- Exercise aim -
Nothing but the line with "Point on each instance of the dark" and the lines after it, through the end of the records below, is to be repeated, exactly as it is.

::::::::

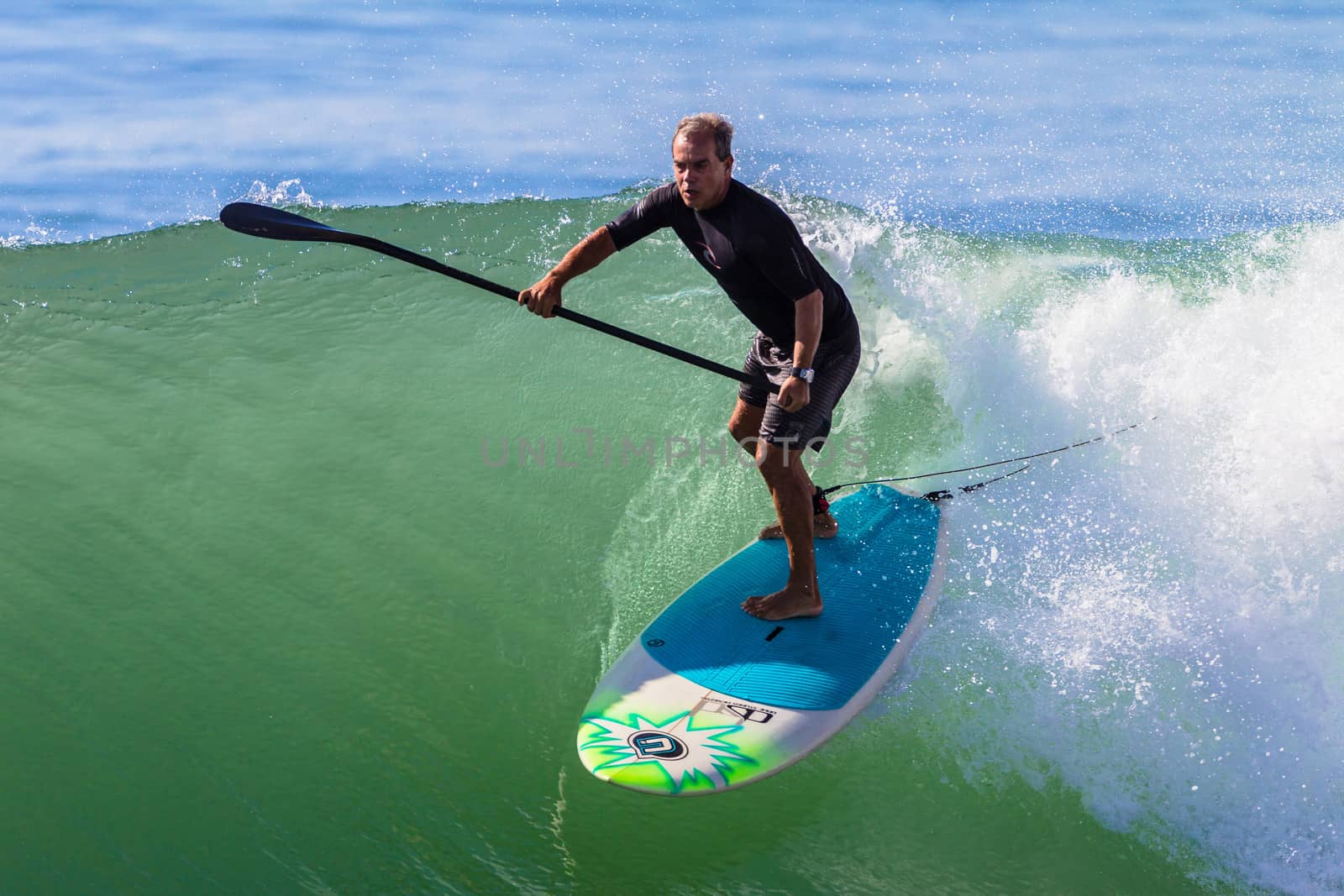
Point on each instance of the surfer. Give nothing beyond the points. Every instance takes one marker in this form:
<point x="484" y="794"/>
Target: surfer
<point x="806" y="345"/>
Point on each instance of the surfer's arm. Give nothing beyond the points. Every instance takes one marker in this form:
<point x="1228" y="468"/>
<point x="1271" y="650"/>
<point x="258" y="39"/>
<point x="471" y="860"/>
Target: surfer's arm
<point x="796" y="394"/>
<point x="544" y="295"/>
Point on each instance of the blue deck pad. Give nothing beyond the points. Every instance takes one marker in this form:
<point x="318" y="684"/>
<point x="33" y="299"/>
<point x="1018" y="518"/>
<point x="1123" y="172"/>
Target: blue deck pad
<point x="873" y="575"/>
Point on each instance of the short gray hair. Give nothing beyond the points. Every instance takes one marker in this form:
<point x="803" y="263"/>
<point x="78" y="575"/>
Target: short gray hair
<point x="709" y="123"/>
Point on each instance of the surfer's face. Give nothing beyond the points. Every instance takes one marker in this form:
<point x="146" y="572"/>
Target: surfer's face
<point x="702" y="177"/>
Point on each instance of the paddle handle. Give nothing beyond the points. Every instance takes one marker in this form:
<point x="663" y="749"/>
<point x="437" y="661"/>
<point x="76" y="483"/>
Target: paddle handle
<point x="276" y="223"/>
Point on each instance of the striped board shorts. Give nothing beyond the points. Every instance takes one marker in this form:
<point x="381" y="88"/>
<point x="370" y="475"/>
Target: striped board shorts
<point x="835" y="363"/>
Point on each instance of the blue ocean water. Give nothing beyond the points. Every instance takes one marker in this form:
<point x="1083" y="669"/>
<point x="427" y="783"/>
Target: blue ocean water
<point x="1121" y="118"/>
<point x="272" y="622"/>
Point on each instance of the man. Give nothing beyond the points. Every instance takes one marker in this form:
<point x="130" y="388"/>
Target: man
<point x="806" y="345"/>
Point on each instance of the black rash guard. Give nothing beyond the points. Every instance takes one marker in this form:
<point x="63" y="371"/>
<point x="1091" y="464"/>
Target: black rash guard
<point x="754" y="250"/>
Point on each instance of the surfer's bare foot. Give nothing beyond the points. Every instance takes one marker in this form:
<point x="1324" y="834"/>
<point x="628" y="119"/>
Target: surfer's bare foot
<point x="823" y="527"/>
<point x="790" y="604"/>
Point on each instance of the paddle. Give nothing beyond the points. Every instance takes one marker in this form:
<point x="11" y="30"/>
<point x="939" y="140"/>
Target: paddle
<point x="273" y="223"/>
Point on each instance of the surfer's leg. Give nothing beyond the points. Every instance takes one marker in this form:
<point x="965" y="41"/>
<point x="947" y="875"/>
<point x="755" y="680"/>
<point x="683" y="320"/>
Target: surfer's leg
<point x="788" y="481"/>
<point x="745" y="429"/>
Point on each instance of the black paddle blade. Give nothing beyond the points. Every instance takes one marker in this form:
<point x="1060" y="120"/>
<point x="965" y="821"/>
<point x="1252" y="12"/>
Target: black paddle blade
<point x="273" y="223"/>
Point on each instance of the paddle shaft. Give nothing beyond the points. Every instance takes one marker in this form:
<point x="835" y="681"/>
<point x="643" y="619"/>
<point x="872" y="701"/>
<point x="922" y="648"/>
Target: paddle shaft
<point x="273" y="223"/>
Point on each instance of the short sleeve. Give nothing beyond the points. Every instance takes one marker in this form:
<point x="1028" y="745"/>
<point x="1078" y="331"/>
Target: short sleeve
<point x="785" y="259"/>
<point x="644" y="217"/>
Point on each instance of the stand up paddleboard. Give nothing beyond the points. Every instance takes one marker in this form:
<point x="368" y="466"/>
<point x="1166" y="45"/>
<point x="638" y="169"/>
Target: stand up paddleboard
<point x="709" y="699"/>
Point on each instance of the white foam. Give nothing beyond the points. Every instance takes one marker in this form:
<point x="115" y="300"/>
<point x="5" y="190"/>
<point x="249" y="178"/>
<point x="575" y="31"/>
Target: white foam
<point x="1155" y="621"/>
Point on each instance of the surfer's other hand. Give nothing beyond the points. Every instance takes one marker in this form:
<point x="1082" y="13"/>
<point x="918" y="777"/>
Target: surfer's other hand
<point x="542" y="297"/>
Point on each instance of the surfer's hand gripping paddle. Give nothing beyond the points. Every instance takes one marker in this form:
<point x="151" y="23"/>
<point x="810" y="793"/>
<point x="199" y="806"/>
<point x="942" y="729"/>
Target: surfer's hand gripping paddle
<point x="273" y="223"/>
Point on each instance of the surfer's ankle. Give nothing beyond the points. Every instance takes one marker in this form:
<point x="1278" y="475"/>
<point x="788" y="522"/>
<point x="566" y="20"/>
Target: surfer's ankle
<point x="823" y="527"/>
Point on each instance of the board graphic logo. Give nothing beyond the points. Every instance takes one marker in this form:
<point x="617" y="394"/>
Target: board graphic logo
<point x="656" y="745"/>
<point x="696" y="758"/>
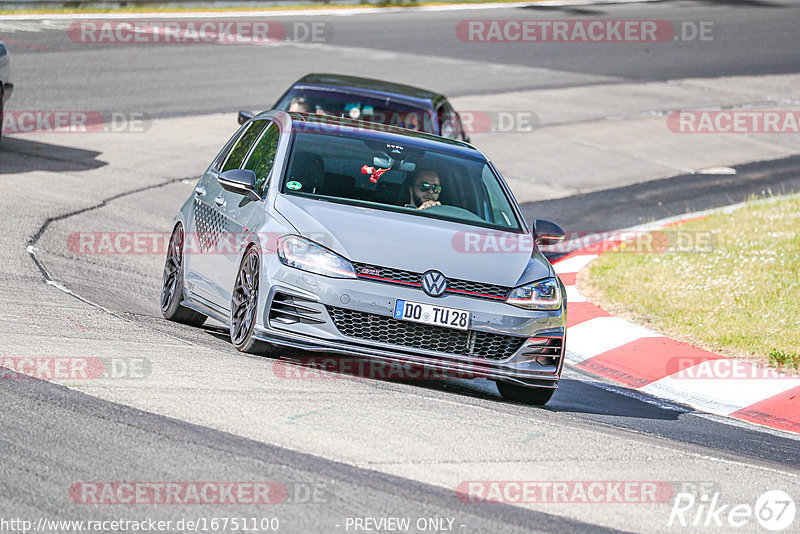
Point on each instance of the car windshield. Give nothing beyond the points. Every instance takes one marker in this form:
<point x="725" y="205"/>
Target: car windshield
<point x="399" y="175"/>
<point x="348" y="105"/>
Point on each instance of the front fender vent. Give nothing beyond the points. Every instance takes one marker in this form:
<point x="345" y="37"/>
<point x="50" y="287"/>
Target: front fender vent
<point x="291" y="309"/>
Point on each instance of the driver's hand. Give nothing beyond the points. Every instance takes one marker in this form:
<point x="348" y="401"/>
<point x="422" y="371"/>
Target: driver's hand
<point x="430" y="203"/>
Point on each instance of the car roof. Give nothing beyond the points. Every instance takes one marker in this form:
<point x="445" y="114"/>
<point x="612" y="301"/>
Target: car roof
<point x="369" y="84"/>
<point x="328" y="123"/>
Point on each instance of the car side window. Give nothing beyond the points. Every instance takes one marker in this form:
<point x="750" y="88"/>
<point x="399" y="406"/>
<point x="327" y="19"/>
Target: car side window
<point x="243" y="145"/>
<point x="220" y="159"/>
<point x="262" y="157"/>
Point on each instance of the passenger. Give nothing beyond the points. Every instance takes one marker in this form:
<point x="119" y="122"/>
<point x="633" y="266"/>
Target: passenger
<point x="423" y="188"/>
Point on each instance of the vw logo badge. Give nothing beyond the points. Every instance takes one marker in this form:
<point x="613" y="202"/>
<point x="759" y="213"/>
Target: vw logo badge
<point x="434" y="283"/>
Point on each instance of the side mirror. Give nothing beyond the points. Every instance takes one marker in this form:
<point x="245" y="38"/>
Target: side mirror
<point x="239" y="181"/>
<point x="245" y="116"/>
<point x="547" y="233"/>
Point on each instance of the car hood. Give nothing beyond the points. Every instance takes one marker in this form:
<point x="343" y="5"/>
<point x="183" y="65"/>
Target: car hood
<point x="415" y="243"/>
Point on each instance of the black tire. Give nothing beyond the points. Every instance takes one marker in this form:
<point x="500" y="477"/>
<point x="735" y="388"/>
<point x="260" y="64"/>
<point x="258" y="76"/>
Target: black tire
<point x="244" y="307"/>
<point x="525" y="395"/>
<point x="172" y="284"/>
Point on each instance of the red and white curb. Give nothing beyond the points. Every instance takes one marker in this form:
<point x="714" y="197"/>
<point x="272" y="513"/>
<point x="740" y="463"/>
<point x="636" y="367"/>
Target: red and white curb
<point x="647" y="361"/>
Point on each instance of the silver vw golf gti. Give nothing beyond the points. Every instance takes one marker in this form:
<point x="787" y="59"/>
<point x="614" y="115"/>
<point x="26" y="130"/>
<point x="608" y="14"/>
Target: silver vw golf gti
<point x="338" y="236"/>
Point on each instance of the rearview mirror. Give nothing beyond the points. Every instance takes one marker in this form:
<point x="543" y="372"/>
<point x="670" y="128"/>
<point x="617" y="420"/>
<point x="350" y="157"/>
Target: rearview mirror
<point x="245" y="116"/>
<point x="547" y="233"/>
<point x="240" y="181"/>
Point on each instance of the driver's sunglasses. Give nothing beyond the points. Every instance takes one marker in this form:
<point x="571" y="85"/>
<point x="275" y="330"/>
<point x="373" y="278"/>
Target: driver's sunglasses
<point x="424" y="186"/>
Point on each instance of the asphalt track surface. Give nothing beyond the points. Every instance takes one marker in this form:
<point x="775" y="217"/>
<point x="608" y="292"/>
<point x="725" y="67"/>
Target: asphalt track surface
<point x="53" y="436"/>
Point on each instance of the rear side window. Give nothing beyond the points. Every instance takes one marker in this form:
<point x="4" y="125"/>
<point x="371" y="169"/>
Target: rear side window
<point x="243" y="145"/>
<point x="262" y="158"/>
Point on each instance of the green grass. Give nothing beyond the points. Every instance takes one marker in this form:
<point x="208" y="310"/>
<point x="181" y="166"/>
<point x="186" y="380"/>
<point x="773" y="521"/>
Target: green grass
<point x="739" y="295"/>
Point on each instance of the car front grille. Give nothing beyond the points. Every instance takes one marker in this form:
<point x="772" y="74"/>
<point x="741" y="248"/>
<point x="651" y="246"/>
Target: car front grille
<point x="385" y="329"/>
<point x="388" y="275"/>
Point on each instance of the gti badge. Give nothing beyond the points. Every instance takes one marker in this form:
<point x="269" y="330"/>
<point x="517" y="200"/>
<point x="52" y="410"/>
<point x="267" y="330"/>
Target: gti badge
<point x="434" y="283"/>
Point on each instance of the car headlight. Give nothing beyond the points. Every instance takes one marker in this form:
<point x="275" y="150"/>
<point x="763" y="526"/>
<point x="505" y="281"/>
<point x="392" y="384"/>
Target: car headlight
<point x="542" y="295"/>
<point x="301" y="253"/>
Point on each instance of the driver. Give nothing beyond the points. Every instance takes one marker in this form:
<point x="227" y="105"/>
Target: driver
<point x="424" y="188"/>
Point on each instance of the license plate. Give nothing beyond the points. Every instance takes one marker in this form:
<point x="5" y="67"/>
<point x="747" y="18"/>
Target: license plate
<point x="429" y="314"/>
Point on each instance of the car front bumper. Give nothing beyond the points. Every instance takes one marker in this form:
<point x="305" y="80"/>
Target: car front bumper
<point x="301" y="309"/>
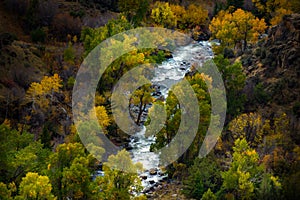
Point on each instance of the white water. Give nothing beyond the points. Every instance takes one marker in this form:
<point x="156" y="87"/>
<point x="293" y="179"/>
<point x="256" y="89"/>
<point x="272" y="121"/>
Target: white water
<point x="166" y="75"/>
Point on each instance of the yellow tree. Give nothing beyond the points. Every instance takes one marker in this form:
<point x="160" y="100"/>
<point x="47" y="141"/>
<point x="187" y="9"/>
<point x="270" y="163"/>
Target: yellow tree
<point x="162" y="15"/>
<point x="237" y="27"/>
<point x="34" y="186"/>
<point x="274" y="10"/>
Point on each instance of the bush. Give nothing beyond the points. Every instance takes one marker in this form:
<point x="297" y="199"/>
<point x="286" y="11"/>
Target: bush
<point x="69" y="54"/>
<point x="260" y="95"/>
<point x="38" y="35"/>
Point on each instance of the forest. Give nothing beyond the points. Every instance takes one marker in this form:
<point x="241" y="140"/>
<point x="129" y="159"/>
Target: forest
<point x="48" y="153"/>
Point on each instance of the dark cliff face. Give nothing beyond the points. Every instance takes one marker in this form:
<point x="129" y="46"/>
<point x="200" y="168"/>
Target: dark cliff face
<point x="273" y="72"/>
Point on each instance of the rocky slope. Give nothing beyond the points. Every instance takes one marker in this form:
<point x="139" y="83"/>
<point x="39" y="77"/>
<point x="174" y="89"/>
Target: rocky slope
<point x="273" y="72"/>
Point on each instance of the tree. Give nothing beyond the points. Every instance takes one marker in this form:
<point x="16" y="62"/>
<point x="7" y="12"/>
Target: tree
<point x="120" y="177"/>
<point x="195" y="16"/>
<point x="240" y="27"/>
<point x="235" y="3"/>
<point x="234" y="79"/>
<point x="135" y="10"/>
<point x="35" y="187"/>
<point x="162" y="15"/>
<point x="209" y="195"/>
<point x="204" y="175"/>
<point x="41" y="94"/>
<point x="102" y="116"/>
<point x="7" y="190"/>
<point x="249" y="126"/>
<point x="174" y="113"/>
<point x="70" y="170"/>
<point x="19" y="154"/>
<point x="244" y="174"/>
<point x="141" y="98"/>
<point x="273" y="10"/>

::::::::

- Exercise response -
Point on each instance of the dark cliff face. Give nothing beyond the points. Every instance takes one marker in this form:
<point x="129" y="46"/>
<point x="200" y="168"/>
Target: dark cliff face
<point x="273" y="72"/>
Point on each instance of the rocky slope. Give nothing beyond the points. Every instance takes one marker in this form:
<point x="139" y="83"/>
<point x="39" y="77"/>
<point x="174" y="89"/>
Target: rocky slope
<point x="273" y="72"/>
Point on each instance of the tree. Give nothing beyond the points. Every instance takes one marker in this form:
<point x="16" y="62"/>
<point x="7" y="12"/>
Target: tree
<point x="120" y="177"/>
<point x="195" y="16"/>
<point x="240" y="27"/>
<point x="235" y="3"/>
<point x="234" y="79"/>
<point x="135" y="10"/>
<point x="35" y="187"/>
<point x="162" y="15"/>
<point x="209" y="195"/>
<point x="204" y="175"/>
<point x="41" y="94"/>
<point x="102" y="116"/>
<point x="7" y="190"/>
<point x="249" y="126"/>
<point x="174" y="113"/>
<point x="70" y="170"/>
<point x="19" y="154"/>
<point x="244" y="174"/>
<point x="141" y="98"/>
<point x="273" y="10"/>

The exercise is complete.